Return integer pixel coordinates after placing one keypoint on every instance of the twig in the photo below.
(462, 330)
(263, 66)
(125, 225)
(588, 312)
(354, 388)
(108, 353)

----------------

● Given problem: Copy the items above word for word, keeping every line as it appears.

● Correct output:
Return integer pixel coordinates after placing one keypoint on every instance of the twig in the photo below.
(462, 330)
(263, 66)
(125, 225)
(588, 312)
(354, 388)
(108, 353)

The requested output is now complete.